> _What the exercise asks_: Set all of the entries down again precisely as they are written.

#### Material supplied ####

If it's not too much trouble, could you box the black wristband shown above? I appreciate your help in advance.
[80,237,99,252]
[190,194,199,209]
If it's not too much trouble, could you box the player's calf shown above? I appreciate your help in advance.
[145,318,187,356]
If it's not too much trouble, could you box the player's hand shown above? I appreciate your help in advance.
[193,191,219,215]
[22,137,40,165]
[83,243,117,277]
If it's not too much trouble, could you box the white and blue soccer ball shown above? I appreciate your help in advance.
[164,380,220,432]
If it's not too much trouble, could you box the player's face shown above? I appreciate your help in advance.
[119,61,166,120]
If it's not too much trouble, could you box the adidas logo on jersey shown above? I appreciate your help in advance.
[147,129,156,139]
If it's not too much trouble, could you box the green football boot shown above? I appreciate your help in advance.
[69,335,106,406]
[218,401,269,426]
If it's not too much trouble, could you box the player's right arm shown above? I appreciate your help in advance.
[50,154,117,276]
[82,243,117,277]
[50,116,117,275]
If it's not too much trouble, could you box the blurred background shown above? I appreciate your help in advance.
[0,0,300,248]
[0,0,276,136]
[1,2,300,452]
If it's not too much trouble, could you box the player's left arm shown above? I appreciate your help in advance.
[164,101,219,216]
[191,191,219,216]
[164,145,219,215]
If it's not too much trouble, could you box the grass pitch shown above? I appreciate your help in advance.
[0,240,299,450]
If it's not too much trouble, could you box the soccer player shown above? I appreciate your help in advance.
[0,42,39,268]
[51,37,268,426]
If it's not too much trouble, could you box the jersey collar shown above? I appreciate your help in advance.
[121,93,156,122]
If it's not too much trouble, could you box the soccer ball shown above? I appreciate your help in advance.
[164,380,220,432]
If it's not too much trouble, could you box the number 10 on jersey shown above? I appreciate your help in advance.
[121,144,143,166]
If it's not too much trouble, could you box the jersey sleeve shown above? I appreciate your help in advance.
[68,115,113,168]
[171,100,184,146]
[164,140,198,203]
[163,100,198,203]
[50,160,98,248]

####

> _Result for this exercise_:
If it's not too much trouble, could you box the black wristband shown above? I appreciate your help in advance.
[80,237,99,252]
[190,194,199,209]
If it's not too much trouble, could you box the player's calf shown above? I appreciate your help in advance.
[145,318,187,356]
If it's not too much trouble, could you box the player's hand shown above? I appreciate your help in advance.
[193,191,219,215]
[22,137,40,165]
[83,243,117,277]
If it's not too much trouble, could you box the white and blue soccer ball shown above? I appreciate your help in advance.
[164,380,220,432]
If it's not too much trouble, could you box the player's face shown above? I appreciate your help in advance.
[119,61,166,120]
If it's not too much trouble, could you box the adidas logo on jersey shown above? I appreciate your help in advance.
[147,129,156,139]
If it's not too much trouble, could you box the green football boot shown above? I appreciate your help in advance.
[69,335,106,406]
[218,401,269,426]
If it's not too much trouble, could you box the player's right arm shown above? I appreciate your help in advance.
[50,154,117,276]
[82,243,117,277]
[50,116,117,275]
If it's not too much trouble, could you box the blurred background shown above? I appreciate your help in advance.
[0,0,300,248]
[0,0,276,136]
[1,2,300,452]
If it's not too much trouble, could you box the player's left arm shown above? I appreciate your help in advance.
[164,101,219,216]
[191,191,219,216]
[164,145,219,215]
If it's not too much trouble, could you box the grass pitch shown above? I appreciate your help in advance.
[0,240,299,450]
If it's not too much trouble, could you box the soccer player shown above? I appreciate your help in advance.
[0,42,39,268]
[51,37,268,426]
If it's not too much trouble, could you box the jersey collar shown above? I appreciate your help in advance.
[121,93,156,122]
If it's not too much trouble, could you box the soccer ball shown above? I appreciate your help in advance.
[164,380,220,432]
If it's not too much trouble, could you box the number 10 on jersey shown above? I appreciate your help in advance.
[121,144,143,166]
If it's not too much trouble, could you box the jersey sleeve shown above? I appreciate your help in advance.
[68,115,113,168]
[171,100,184,146]
[164,140,198,203]
[163,100,198,203]
[50,160,98,248]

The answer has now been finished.